** Passage **
As social beings, we coordinate our actions in conversations within closed systems that include other business units, vendors, universities, family, and friends in a continuously changing present. This statement challenges our traditional thoughts of the org chart network, isolated internally and externally, as the source of value creation. In his 1982 book, Out of the Crisis, W. Edwards Deming drew an alternative value-production system as a network of suppliers->producers->consumers. In my work, I have found that our networks are multidimensional; for example, in the HP example cited above, those in the social system generated business results but also social and biological well-being.

The illustration at the bottom of page 5 shows the social system of people supporting a man with disabilities who grew up in a state institution. By providing this man with the support he needed to have a job, the network brought his productivity to 100 percent with perfect quality. In doing so, they improved his wages from $0 at the state institution to more than $1,500/month plus benefits, enabling him to leave welfare and public assistance. This shift allowed the man to move from the institution, which cost tax-payers $80,000/year, to his own community, where he became a taxpayer and owned his own condominium. His case is a prime example of how to leverage living, multidimensional, collaborative systems and, in the process, create value and well-being.

Systems Laws

The work of the Matriztic Institute goes a step further to describe systemic laws that can expand our understanding and application of social systems thinking.

Structural Determination

Imagine going to the stadium to watch your favorite sports team, or perhaps you are at a concert hall getting ready to listen to a symphony. You anticipate an extraordinary performance and then learn that an exemplary player has been replaced. Your immediate response may be incredulity. You may think, “How could they perform without this person?” If you do not find an adequate explanation for your question or if you aren’t satisfied with the substitute, you may become disappointed and critical.

Your disappointment in this instance stems from an innate understanding of the law of structural determination. As explained by Maturana and Davila, structural determination states that everything that occurs in a system is determined by the system’s structure. Engineers will immediately understand this concept. They are experts at developing new products as a system and making sure that the interconnected parts are structurally compatible. The same law can be applied to social systems, such as a team, an orchestra, or a workplace. In these settings, performance is determined by the structure of the social network. If critical people are missing, performance will suffer. If there is a lack of collaboration among members of the network, group productivity will diminish, and cost will increase. Emotions will turn from excitement to disappointment as participants and other stakeholders realize that the output may not be of the caliber they had anticipated.

These things often occur in the workplace through restructuring, reorganization, and voluntary workforce reductions. In one case, I mapped a social network that was generating new IT products. First one person and then two others were assigned new roles in the company. The executive in charge of the new IT products noticed a slowing of performance, and it took those remaining in the network months to reorganize their efforts. By understanding social network mapping and the systemic law of structural determination, executives can anticipate how changes to a network will affect its efficiency and overall performance.

Conservation

To exist in the rapidly growing global economy, companies are told they need to keep up with the competitive environment they find themselves in. New management concepts and abstractions are continually emerging to guide organizations through these complex, dynamic challenges. To capitalize on these innovative methodologies and perspectives, managers are told they must promote an internal culture of change. But the management literature tends to focus on new concepts instead of understanding how work is done.

I propose that managers must learn how value is created in our networked world. Although change is inevitable, it is equally important to conserve those practices that improve efficiency, value creation, and well-being in collaborative social systems. When initiatives inadvertently disrupt the network of relationships through which work is accomplished, they can backfire and leave the company even more vulnerable to outside pressures than before.

** Data for review **
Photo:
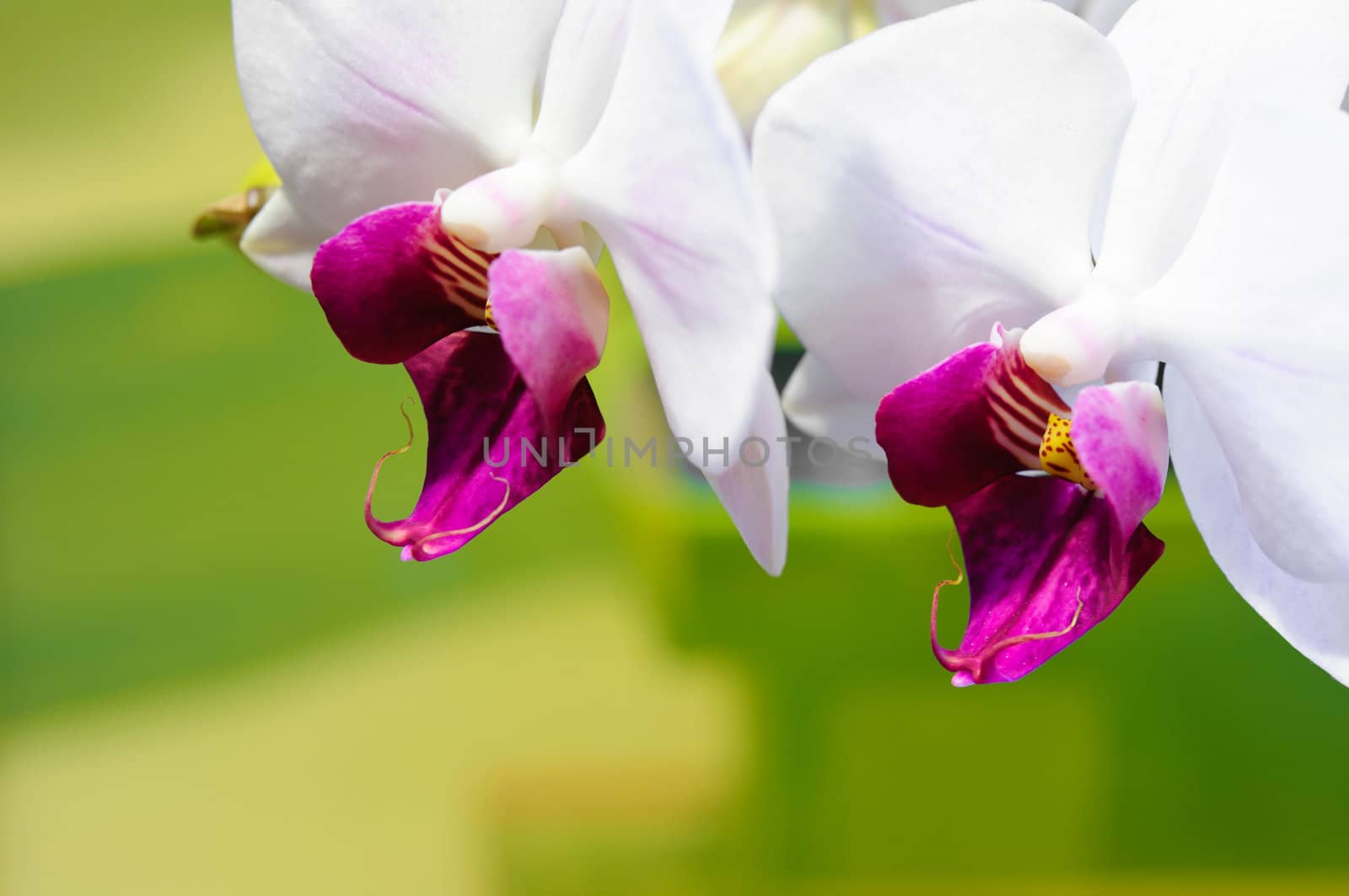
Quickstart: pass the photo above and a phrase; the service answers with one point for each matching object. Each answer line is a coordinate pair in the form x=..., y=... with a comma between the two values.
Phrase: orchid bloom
x=445, y=169
x=1177, y=192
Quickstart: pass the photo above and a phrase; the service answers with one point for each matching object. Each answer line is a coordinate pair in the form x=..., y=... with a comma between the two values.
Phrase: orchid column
x=444, y=224
x=1175, y=193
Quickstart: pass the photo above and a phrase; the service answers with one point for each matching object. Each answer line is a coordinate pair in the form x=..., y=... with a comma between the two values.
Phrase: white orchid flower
x=1175, y=193
x=445, y=165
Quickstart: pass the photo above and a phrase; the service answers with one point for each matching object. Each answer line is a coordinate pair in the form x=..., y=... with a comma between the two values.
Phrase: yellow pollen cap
x=1058, y=456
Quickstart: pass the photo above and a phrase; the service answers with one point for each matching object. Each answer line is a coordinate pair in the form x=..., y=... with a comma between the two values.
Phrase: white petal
x=366, y=105
x=282, y=240
x=820, y=404
x=665, y=181
x=769, y=42
x=1103, y=15
x=1255, y=316
x=584, y=58
x=938, y=177
x=1196, y=65
x=755, y=493
x=1313, y=617
x=582, y=65
x=901, y=10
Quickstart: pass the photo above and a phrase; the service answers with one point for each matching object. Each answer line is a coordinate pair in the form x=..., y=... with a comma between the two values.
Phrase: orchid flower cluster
x=1042, y=258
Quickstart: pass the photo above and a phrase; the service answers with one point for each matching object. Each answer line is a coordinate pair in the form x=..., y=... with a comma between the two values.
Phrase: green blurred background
x=215, y=680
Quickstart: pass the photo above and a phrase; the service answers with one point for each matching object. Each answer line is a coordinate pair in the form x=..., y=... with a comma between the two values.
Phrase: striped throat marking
x=460, y=270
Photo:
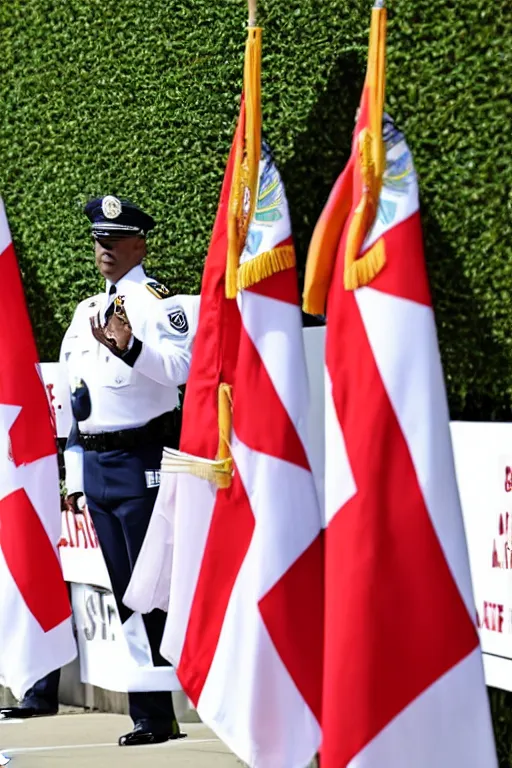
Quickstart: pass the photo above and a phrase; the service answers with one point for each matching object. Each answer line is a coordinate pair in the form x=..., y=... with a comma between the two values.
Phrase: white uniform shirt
x=124, y=396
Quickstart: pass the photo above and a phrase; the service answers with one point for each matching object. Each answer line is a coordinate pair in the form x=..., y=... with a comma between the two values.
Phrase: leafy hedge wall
x=139, y=98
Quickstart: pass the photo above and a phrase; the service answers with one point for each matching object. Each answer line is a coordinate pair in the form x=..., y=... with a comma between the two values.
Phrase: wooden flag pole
x=252, y=12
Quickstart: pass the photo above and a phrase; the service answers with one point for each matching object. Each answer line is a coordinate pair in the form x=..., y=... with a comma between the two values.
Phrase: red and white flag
x=403, y=681
x=35, y=616
x=246, y=605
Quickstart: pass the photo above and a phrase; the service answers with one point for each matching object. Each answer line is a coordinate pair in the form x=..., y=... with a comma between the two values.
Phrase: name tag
x=152, y=478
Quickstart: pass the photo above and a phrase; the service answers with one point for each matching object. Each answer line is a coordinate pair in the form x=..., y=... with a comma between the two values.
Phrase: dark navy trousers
x=121, y=503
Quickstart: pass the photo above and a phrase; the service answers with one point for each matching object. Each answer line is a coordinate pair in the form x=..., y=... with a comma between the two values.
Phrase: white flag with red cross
x=36, y=635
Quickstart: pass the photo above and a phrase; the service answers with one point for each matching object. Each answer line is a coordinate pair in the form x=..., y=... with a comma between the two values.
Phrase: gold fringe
x=362, y=271
x=219, y=471
x=225, y=420
x=244, y=186
x=265, y=265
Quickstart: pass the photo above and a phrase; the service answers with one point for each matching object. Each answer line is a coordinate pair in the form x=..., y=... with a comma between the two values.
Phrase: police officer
x=126, y=352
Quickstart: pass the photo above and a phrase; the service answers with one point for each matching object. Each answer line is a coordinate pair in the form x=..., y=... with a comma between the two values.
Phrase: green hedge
x=139, y=98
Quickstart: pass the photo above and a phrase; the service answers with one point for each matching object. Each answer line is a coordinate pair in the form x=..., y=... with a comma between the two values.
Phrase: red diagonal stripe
x=228, y=540
x=32, y=561
x=260, y=420
x=297, y=601
x=395, y=621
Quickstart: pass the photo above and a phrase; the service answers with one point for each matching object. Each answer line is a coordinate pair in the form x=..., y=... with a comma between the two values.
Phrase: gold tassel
x=218, y=471
x=244, y=186
x=265, y=265
x=362, y=271
x=225, y=420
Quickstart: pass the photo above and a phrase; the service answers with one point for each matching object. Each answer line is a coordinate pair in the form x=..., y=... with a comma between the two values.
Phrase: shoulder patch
x=178, y=321
x=157, y=289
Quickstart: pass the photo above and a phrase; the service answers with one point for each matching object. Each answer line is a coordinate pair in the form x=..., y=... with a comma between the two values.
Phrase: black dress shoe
x=23, y=713
x=141, y=735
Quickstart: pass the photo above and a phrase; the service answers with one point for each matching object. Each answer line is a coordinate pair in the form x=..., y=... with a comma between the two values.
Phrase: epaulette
x=158, y=289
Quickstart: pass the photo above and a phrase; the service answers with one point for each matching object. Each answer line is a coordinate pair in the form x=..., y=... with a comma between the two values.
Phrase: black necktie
x=110, y=308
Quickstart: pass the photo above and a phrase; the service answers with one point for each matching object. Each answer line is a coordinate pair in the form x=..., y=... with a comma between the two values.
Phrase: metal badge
x=111, y=207
x=119, y=309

** Tasks to complete **
1: Rewrite the stretch of the social systems passage from "The work of" through "social systems thinking.", swapping "a step further" for "one step further".
2: According to the social systems passage, what did the state institution cost taxpayers each year?
3: Pick up the social systems passage after its final sentence and keep writing.

** Responses by task **
1:
The work of the Matriztic Institute goes one step further to describe systemic laws that can expand our understanding and application of social systems thinking.

2: $80,000 a year.

3:
Research has shown that value is created in dynamic, collaborative social systems that connect people across business units, companies, continents, and cultures. To be successful in the global economy, organizations will need to develop new practices based on understanding social systems.

Although change is inevitable, it is equally important to conserve those practices that improve efficiency, value creation, and well-being in collaborative social systems.

Unfortunately, technological developments labeled as social networking can actually obscure our understanding.

The work of Humberto Maturana and Ximena Davila expands our knowledge of social systems. This knowledge will have positive effects on organizations of all kinds. First, by developing practices that support self-organizing social systems, managers will improve organizational efficiencies through productivity gains. Second, because the quality of our social systems translates to the quality of our knowledge, reflective studies of social systems will lead to financial, social, and biological well-being. Finally, as we reflect on our social nature, we discover that we too live our lives in social networks. Through this insight, we become socially responsible and generate greater social well-being.

Dennis Sandow is president of Reflexus Company, a research company studying performance and knowledge creation in collaborative social systems. Prior to starting Reflexus, Dennis conducted research on social networks and social capital at the University of Oregon. Dennis is a research member of the Society for Organizational Learning and lives in Oregon with his wife and two adult children.

NEXT STEPS

With the knowledge that value is created in collaborative social networks, you and your group will want to build practices to support those living systems. Here are some skill areas in which to start:

  • Listening: Collaboration begins with listening, because we all like to be heard and recognized by others for our contribution. In true listening, one learns from others. Also, listening is key for accessing the flow of collective knowledge through an organization.
  • Understanding: A consequence of listening with true interest is that you will be referred from person to person as you deepen your level of understanding. You’ll gain a hands-on experience with how people in the network collaborate. At the same time, the people in the network will understand that you understand them.
  • Trusting: Trust is the silent connector in social networks. It grows when you know that others hear you and understand you. As trust grows, the focus shifts from me to we.
  • Collaborating: Collaboration occurs when everyone in a network is accepted by everyone else as a contributor toward a shared purpose. In a high-trust environment, those in the network continually reflect on how they perform together and take action based on that evolving knowledge.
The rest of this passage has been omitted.